◆ **Listing**
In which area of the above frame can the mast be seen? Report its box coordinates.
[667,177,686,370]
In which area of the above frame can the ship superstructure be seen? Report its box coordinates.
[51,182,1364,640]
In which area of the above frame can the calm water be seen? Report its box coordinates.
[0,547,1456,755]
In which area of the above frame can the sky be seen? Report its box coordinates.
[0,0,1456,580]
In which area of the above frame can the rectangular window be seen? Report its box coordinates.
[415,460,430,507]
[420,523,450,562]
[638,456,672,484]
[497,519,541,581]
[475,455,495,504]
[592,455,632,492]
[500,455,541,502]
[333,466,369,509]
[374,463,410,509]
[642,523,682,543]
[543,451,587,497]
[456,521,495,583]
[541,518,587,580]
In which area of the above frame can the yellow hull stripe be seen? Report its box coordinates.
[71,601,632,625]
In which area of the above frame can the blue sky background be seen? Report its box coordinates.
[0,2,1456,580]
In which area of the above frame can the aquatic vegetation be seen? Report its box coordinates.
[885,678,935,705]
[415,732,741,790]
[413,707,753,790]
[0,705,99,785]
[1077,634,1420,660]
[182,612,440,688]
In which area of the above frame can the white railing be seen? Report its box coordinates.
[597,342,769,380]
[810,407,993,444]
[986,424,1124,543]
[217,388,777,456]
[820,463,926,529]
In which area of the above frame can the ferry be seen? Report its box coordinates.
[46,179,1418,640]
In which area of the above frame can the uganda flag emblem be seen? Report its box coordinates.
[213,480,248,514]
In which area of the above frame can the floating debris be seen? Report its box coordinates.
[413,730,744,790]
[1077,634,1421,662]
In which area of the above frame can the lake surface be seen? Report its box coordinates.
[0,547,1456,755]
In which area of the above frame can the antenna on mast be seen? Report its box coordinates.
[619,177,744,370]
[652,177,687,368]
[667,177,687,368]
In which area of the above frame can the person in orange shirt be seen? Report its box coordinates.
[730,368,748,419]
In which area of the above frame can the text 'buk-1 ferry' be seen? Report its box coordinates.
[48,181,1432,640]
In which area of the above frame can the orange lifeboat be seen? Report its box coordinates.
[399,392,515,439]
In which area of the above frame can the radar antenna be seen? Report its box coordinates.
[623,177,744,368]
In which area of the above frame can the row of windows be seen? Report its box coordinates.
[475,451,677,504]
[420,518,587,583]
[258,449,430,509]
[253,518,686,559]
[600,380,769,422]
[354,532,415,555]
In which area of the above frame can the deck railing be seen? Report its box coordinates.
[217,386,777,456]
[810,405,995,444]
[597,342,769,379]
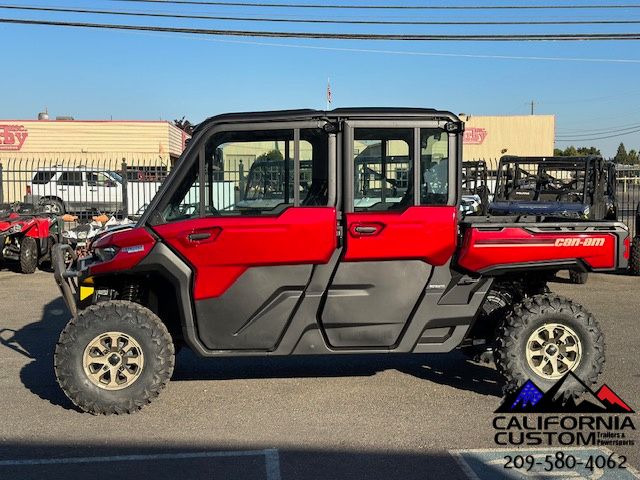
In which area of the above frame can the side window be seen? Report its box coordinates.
[58,172,82,187]
[353,128,414,212]
[32,170,56,185]
[420,128,449,205]
[164,129,328,221]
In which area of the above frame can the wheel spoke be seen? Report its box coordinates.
[83,331,144,390]
[109,333,120,351]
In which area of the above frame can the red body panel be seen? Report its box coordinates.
[89,227,156,275]
[344,207,457,265]
[458,226,617,272]
[154,207,336,300]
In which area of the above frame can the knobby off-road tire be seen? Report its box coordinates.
[569,270,589,285]
[495,294,604,398]
[629,236,640,277]
[20,237,38,273]
[54,300,175,415]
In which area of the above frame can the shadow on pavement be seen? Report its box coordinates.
[0,297,75,410]
[0,442,488,480]
[0,298,501,409]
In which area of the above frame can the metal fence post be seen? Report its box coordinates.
[121,158,129,218]
[238,159,244,200]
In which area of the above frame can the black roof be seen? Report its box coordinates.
[194,107,458,134]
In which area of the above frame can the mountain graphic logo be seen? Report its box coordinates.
[495,372,634,413]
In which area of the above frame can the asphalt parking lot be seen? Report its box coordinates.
[0,270,640,480]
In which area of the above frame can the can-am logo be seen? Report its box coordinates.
[554,237,604,247]
[0,125,29,150]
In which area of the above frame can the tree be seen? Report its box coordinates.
[613,143,629,165]
[173,116,193,135]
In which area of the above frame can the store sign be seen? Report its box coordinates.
[0,125,29,151]
[463,127,487,145]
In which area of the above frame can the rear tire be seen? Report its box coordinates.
[20,237,38,273]
[495,294,604,398]
[569,270,589,285]
[54,300,175,415]
[629,236,640,277]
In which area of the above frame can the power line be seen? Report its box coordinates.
[134,32,640,64]
[0,5,640,25]
[556,125,640,139]
[0,18,640,42]
[110,0,640,10]
[556,128,640,142]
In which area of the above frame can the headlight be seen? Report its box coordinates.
[93,247,118,262]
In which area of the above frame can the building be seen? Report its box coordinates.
[460,113,555,170]
[0,115,188,168]
[0,118,189,203]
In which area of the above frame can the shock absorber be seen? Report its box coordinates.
[120,283,139,302]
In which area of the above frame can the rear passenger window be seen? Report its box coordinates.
[353,128,414,212]
[31,171,56,185]
[58,172,82,187]
[420,128,449,205]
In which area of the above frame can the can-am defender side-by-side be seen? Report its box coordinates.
[488,156,617,283]
[460,160,490,215]
[54,108,629,414]
[0,204,61,273]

◆ **Challenge**
Locate each line in the entries above that contains the word "railing" and copy those lines out. Letter case matters.

◆ **Response to the exercise**
In which area of the above frame can the white railing be seen? Report its box coordinates.
In which area of the above frame can the deck railing be seen? Report its box coordinates.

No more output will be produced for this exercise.